EXERCISE OBJECTIVE:
Search the entries for the word "bare" and copy each line that has it.

GIVEN RECORDS:
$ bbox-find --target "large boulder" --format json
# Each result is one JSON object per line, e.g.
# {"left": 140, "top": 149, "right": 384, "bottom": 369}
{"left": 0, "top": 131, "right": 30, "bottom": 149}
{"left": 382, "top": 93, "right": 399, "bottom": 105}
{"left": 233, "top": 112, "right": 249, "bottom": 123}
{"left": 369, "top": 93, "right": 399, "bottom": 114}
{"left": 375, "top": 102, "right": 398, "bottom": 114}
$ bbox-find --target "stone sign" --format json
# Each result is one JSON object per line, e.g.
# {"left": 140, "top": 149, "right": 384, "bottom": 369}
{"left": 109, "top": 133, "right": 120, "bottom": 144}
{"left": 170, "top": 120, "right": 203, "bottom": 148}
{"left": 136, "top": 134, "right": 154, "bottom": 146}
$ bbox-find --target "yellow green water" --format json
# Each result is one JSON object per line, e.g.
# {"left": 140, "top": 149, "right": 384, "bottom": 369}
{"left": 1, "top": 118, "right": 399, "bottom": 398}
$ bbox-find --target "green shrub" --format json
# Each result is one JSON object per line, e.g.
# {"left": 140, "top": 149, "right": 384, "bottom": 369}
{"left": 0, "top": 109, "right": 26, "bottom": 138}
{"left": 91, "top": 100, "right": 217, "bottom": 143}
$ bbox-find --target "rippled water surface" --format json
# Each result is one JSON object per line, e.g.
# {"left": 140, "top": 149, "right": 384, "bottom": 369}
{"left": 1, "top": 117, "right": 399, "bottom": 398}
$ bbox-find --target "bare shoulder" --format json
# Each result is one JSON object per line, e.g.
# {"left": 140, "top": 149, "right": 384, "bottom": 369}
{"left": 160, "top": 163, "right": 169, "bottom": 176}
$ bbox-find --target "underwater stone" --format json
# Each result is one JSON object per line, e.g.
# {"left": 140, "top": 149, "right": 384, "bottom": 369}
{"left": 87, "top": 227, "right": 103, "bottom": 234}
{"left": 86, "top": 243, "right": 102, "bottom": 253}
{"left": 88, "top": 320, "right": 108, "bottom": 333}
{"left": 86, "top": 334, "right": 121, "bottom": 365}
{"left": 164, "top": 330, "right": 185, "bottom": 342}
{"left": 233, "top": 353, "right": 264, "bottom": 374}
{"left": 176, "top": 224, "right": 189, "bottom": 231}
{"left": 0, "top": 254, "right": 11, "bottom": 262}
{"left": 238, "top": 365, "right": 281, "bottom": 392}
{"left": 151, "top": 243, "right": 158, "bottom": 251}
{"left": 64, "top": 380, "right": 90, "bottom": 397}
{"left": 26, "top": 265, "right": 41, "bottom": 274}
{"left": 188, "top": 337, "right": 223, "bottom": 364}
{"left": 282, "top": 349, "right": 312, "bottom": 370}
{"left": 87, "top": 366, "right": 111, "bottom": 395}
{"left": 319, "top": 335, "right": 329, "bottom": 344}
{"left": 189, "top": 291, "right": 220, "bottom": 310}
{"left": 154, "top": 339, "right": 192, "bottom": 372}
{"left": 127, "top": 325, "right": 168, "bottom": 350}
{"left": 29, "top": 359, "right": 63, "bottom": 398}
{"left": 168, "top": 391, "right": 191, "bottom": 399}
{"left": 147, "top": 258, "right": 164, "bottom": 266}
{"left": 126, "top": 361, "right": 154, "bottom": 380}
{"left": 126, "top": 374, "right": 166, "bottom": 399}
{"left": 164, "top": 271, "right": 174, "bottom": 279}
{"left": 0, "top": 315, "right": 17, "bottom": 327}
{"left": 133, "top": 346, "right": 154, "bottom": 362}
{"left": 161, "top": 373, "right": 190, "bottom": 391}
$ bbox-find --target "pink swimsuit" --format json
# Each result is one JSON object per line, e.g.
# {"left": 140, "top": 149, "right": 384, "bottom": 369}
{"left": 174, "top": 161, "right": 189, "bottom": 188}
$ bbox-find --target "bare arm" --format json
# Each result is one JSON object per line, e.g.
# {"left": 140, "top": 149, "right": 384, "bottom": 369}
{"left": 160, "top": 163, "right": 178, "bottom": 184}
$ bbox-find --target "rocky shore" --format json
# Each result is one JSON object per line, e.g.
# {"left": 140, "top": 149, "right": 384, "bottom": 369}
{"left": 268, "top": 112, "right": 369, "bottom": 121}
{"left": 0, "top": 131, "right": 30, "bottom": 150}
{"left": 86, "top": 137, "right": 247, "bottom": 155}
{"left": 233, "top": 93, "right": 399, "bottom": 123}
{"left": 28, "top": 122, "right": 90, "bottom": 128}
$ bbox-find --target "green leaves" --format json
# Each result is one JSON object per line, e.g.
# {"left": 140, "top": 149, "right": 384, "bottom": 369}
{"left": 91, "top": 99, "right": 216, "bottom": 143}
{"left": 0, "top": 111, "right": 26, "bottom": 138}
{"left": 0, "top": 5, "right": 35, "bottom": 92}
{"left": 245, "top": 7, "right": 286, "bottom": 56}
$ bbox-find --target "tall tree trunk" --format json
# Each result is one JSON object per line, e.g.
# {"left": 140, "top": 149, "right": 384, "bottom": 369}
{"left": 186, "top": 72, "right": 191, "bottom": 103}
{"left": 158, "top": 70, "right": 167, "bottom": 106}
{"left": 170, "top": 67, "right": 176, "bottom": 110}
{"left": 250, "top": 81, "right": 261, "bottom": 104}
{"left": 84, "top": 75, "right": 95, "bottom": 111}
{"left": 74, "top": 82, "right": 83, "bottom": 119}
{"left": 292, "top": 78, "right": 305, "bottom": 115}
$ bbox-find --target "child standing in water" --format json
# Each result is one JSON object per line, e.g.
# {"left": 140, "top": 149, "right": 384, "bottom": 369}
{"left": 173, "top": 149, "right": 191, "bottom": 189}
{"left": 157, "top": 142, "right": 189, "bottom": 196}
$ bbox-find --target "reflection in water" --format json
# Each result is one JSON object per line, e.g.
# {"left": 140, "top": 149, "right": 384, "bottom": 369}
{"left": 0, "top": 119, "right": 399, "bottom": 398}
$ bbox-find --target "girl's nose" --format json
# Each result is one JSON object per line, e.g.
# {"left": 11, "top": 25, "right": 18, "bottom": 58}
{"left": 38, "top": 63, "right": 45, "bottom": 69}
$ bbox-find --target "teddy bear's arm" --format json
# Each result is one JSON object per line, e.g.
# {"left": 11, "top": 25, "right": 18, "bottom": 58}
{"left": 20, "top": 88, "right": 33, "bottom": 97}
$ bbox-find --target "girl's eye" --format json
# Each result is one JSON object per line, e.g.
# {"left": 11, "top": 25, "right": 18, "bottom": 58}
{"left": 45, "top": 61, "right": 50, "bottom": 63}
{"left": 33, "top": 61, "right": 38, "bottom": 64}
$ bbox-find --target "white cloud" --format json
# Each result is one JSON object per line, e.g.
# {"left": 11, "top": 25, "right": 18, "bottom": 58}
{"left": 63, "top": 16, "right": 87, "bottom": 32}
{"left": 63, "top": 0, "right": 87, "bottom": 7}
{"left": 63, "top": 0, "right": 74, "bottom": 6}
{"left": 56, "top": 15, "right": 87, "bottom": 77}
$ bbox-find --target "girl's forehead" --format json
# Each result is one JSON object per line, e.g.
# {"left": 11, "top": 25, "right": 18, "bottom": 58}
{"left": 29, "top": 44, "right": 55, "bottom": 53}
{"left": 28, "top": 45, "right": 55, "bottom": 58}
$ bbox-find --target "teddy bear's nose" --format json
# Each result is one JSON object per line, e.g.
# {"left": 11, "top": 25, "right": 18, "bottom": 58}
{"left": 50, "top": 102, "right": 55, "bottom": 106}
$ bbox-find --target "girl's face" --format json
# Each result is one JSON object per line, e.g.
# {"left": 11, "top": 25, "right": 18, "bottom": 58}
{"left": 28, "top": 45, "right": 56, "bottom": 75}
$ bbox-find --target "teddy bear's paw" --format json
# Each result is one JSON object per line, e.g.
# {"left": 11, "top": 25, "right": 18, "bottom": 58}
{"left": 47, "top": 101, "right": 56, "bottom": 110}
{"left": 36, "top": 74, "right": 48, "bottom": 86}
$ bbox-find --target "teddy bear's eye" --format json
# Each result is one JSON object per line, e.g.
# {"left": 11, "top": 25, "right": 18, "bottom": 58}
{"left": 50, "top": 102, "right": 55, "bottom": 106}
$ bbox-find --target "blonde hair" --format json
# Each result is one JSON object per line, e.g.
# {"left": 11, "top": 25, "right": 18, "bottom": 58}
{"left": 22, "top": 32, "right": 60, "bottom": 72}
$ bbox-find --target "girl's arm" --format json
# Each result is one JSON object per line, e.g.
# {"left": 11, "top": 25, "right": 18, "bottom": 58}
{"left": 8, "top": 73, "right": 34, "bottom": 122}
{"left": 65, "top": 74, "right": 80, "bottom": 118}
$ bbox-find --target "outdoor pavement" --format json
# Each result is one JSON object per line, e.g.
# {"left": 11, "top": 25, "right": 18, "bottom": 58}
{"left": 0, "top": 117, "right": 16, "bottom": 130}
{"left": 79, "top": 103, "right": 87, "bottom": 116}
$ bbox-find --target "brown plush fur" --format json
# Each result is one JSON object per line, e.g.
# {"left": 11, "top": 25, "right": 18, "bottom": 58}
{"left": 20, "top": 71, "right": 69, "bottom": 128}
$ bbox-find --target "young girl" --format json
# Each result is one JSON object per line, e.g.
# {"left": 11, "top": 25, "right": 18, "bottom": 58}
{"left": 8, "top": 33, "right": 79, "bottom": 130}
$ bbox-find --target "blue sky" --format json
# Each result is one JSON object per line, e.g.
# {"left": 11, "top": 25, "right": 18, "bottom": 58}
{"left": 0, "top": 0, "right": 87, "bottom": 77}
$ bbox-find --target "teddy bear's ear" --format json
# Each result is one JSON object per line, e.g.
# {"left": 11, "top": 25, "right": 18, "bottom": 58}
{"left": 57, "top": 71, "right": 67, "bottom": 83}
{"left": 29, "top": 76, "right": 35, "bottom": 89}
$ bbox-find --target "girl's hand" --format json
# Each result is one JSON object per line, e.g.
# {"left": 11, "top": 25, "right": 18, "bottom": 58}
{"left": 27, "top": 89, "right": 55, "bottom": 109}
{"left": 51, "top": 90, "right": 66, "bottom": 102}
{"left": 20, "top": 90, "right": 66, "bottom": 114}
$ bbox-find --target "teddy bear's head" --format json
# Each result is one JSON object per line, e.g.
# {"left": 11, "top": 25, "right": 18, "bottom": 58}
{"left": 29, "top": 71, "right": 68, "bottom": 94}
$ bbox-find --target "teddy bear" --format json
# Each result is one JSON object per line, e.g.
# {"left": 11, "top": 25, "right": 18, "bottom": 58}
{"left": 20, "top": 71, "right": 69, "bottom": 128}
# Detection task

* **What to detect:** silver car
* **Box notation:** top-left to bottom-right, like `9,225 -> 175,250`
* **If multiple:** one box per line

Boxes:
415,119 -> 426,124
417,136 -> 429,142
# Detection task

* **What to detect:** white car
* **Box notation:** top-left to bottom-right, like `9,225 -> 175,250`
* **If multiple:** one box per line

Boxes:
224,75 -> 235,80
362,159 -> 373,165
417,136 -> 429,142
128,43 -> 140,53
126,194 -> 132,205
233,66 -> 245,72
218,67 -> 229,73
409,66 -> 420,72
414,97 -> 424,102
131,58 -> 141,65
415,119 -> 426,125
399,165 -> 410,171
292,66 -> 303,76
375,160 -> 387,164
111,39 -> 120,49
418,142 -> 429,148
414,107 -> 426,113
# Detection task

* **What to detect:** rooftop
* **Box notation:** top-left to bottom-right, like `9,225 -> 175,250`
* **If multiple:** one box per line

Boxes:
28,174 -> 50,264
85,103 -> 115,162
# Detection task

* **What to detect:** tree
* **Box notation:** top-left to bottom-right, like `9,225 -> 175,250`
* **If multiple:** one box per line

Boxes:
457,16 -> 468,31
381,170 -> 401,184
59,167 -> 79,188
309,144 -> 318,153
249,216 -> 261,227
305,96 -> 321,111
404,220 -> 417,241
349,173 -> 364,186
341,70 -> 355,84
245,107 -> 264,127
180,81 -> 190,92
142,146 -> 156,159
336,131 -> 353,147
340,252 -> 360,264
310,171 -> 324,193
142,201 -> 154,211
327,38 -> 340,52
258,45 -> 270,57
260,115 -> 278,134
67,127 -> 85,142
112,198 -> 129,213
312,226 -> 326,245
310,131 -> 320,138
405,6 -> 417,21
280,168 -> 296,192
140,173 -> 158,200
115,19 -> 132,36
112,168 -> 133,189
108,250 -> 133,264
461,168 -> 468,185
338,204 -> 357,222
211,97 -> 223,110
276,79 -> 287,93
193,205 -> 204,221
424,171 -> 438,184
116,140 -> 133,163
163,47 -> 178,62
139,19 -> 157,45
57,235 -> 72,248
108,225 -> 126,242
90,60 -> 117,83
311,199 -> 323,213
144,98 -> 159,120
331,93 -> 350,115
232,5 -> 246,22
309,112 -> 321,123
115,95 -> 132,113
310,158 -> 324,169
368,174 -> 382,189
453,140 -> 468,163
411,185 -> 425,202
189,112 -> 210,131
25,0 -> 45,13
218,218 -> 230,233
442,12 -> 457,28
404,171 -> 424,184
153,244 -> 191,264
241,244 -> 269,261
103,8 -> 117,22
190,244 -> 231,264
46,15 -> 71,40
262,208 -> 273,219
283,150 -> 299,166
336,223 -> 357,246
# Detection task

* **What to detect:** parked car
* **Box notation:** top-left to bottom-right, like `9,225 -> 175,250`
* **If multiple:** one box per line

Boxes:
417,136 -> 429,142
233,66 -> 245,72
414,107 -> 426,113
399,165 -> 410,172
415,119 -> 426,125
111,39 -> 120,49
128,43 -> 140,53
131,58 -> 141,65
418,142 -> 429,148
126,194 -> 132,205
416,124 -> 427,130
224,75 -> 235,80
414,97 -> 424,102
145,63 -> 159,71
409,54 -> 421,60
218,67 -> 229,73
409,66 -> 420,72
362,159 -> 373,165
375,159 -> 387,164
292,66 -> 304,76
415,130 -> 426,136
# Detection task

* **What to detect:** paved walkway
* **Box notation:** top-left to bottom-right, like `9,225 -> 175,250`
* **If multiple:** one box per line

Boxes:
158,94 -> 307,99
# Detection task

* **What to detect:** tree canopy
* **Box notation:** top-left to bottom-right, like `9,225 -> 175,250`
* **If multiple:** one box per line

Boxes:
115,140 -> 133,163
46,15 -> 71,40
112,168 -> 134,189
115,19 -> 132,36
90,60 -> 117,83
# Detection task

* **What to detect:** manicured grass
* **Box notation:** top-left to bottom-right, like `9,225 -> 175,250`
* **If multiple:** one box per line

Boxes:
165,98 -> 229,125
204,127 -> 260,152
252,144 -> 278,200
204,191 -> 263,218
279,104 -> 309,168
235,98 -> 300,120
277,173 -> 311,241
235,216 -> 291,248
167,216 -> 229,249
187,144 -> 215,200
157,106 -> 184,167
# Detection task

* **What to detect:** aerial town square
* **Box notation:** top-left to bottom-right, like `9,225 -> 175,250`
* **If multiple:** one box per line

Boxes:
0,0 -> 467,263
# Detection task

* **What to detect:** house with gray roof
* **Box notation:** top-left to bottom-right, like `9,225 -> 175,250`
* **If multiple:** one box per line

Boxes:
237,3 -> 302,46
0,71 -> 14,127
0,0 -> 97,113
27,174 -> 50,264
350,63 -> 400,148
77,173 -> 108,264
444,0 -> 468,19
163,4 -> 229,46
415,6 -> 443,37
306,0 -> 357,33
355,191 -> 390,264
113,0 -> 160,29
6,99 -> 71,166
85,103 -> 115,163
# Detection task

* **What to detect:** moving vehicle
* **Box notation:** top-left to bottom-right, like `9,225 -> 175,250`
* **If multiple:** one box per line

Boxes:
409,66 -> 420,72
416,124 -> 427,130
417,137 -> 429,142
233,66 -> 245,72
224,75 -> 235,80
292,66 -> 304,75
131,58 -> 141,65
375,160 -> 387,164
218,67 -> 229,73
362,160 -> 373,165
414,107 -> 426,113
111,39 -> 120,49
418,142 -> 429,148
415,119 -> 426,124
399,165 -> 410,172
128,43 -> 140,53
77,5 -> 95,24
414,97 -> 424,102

SOLUTION BELOW:
$ bbox-find --target "bare shoulder" --format json
$ bbox-find --target "bare arm" --format json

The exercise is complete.